» Passage given:
-*-*-

10 forbidden work behaviors for managers

Communist Party leaders in a county in southwestern China recently received an interesting list of "10 Forbidden Behaviors."

I first read about this in The Washington Post, but several news reports have detailed the new rules for Pengshan County officials, which include: don't ask others to write documents for you; don't smoke or pick your teeth in public; don't ask others to pour you tea, carry your bags or open and close car doors for you; and don't use jargon in speeches.

According to the Post story, the county government set up an email address and phone line so residents can rat out any officials who violate these rules. The list of forbidden behaviors was widely mocked, with most people saying, in essence: "Duh, these are pretty basic rules for behaving properly."

That's exactly why I think a similar list should be created, de-communisted and issued to managers in every American workplace. (It should go to all the politicians here as well, but since this is a workplace column, I'll leave them alone.)

Why, you ask, would a modern-day workplace manager need a list of rudimentary rules of behavior?

Because, I answer, based on what I hear from readers, a lot of folks out there need a refresher course.

What's my long-standing workplace mantra? Be a decent human being.

Yet what do many of you, the great American workers, see out of your bosses and managers? Bad behavior. Violations of simple rules of decency. An unwillingness to do the easy things that make employees happy.

I'm painting with a broad brush. There are certainly plenty of good leaders, and more and more companies are realizing the advantages of an employee-first culture.

But let's just acknowledge that all of us — bosses, managers and employees — can benefit from a quick behavioral overview.

So I took the Pengshan County list, kept many of its ideas and added a few of my own. Then I wrapped the new list in an American flag and set it next to a speaker playing Bruce Springsteen's "Born in the U.S.A." on a loop for 24 hours.

The result:

I Just Work Here's List of 10 Totally Non-Communist All-American Forbidden Workplace Behaviors for Managers (and Probably for Workers and Politicians as Well).

-*-*-

» What this exercise asks:
1) Repeat the passage from the column on forbidden work behaviors between "That's exactly why" and "make employees happy.", inclusive, swapping "mantra" for "motto".
2) In the column on forbidden work behaviors, what did the county government set up so residents could report officials who break the rules?
The records that follow are separate material and are not part of the column.

-*-*-

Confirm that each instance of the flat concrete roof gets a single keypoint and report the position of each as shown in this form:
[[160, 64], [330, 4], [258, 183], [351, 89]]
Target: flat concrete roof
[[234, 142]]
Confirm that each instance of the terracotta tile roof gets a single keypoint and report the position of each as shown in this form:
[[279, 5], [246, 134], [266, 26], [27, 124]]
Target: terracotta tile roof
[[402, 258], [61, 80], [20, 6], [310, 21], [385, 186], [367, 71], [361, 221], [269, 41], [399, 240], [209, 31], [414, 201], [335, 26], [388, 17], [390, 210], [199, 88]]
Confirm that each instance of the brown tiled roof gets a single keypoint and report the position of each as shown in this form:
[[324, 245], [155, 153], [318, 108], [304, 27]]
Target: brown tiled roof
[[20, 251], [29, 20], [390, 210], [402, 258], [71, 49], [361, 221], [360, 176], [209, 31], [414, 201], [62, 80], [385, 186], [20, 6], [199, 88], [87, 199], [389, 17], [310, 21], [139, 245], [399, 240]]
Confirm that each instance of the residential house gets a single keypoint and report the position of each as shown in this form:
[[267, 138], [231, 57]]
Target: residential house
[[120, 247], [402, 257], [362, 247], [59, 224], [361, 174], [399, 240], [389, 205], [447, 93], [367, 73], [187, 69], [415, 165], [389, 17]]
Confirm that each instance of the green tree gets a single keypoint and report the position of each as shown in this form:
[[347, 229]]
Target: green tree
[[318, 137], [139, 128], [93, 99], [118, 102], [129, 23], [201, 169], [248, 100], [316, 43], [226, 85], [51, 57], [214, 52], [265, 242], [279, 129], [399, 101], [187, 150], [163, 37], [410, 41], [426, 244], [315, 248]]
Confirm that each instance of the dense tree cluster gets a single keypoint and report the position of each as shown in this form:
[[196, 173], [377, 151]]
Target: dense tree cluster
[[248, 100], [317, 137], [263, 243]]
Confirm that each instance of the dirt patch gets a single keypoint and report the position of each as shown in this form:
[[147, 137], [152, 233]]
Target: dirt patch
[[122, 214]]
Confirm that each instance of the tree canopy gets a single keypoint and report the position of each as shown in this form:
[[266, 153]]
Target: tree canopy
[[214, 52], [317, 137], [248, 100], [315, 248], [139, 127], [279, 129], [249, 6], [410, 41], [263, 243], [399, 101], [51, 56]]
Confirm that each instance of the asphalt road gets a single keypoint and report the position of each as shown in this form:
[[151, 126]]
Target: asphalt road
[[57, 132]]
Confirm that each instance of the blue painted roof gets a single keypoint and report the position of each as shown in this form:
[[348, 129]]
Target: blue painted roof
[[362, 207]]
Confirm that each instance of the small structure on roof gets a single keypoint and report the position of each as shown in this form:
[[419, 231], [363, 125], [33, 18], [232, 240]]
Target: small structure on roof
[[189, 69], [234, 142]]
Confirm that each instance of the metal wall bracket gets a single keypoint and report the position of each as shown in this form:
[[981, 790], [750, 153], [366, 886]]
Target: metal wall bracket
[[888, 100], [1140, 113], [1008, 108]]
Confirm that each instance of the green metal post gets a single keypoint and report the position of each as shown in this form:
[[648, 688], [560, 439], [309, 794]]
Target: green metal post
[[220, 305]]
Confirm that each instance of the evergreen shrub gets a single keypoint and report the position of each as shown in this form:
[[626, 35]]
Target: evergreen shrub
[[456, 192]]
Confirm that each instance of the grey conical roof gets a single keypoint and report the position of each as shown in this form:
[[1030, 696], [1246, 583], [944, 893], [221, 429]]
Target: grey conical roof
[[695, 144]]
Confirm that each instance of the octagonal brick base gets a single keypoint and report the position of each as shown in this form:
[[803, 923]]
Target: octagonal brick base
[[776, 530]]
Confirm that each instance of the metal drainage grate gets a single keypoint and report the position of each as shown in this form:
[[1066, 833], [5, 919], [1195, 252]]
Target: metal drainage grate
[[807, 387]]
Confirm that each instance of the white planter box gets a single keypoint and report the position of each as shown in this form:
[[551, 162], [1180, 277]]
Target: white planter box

-*-*-

» Results by task:
1)
That's exactly why I think a similar list should be created, de-communisted and issued to managers in every American workplace. (It should go to all the politicians here as well, but since this is a workplace column, I'll leave them alone.)

Why, you ask, would a modern-day workplace manager need a list of rudimentary rules of behavior?

Because, I answer, based on what I hear from readers, a lot of folks out there need a refresher course.

What's my long-standing workplace motto? Be a decent human being.

Yet what do many of you, the great American workers, see out of your bosses and managers? Bad behavior. Violations of simple rules of decency. An unwillingness to do the easy things that make employees happy.

2) An email address and a phone line.